→ **Work order**
Would you give the entries again word for word, with no pictures in the copy?

→ **Data for the task**

────────────────

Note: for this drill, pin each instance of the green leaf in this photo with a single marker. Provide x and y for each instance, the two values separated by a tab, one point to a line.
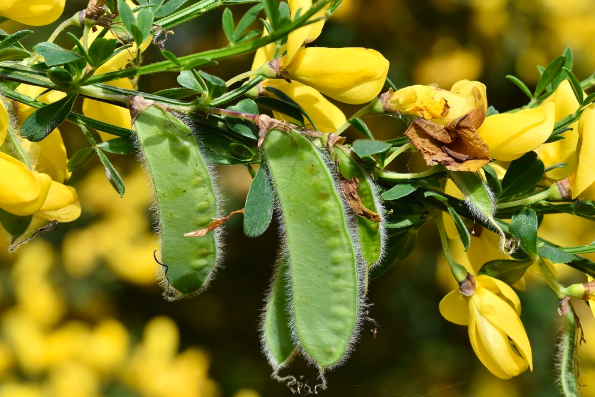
523	227
555	255
118	145
14	225
126	15
168	8
228	25
80	159
366	147
101	50
549	73
55	55
492	111
576	86
492	180
171	57
399	191
280	106
43	121
243	127
14	38
567	64
215	85
187	79
521	85
248	18
461	228
258	211
522	175
506	270
11	54
285	98
361	127
271	9
112	175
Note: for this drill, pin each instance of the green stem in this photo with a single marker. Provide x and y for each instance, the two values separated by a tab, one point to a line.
458	271
397	152
366	109
544	195
550	278
242	76
398	176
21	154
207	57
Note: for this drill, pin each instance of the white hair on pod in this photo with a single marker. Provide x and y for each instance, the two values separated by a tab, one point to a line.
169	293
361	269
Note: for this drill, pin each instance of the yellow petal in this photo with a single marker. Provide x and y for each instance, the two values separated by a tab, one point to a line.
3	123
306	34
503	317
585	173
112	114
52	158
326	116
32	12
510	135
453	307
61	204
22	191
349	75
438	105
492	347
564	150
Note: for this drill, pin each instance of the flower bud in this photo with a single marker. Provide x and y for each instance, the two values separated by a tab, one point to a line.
511	135
349	75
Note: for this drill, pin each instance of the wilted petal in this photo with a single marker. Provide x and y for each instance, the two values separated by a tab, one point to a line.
510	135
326	116
32	12
453	307
349	75
61	204
22	191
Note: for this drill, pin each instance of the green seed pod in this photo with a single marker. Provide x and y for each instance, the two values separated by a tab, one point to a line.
60	77
276	331
186	198
327	270
370	230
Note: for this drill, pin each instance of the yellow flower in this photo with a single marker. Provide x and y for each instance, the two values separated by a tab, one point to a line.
496	332
564	150
438	105
326	116
349	75
583	185
510	135
32	12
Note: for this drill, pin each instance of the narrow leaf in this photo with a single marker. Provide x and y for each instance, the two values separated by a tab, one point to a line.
80	159
549	73
521	85
523	227
112	175
55	55
43	121
522	175
258	211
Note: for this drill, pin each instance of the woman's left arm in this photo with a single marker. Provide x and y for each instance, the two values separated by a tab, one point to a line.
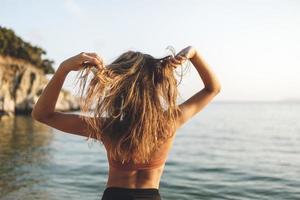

────────────────

→ **Answer box**
Note: for this drill, pin each instance of the green leaf in this photo with a single marker. Provide x and y for each instance, the two values separated by a tab, one point to a line.
523	227
555	255
118	145
14	225
126	15
168	8
228	25
80	159
366	147
101	50
549	73
55	55
492	111
576	86
492	180
171	57
399	191
280	106
43	121
243	127
14	38
567	64
215	85
187	79
521	85
248	18
461	228
258	211
522	175
506	270
11	54
285	98
361	127
271	9
112	175
Note: for this drill, pin each instance of the green stem in this photo with a single marker. Provide x and y for each instance, the two values separated by a tab, one point to a line.
458	271
397	152
366	109
544	195
550	278
242	76
398	176
21	154
207	57
Note: for this drill, pin each instance of the white hair on pod in this photo with a single marker. Provide x and y for each instance, the two values separated by a tab, one point to a line.
169	293
361	269
Note: for this drill, pin each instance of the yellow petal in this photo with a single marker. Provide x and y for each instance, the two values separated by a tab, one point to a line.
3	123
306	34
503	317
585	173
112	114
52	158
326	116
32	12
510	135
453	307
61	204
22	191
349	75
438	105
492	347
564	150
Note: for this drill, pin each instance of the flower bud in this photo with a single marker. Provide x and y for each instance, the two values separated by a tab, one point to a line.
511	135
349	75
Note: for this drill, pin each instance of the wilted petal in this photo with a single marker. Provide x and y for each instance, the two values separated by a tab, one point to a line.
510	135
326	116
32	12
453	307
349	75
61	204
22	191
Note: for this drill, pin each instance of the green seed pod in this photo with a single marker. Provide x and y for each instance, the two values separated by a tab, one point to a line.
60	77
276	331
186	198
327	270
370	230
Note: for this drill, pin each instance of the yellow flower in this photo with a single marker. Provide x and y for each instance, the two values separated by a tab, one point to a line.
496	332
564	150
438	105
326	116
349	75
583	185
510	135
32	12
Note: for this drill, pin each instance of the narrow leaf in this photo with a single marker. Provide x and y for each instance, the two values separated by a tab, one point to a line.
80	159
549	73
521	85
523	227
112	175
55	55
43	121
522	175
258	211
Note: for this drill, pin each instance of the woman's left arm in this photo with a single marker. Provide x and y for each instance, the two values separated by a tab, one point to a line.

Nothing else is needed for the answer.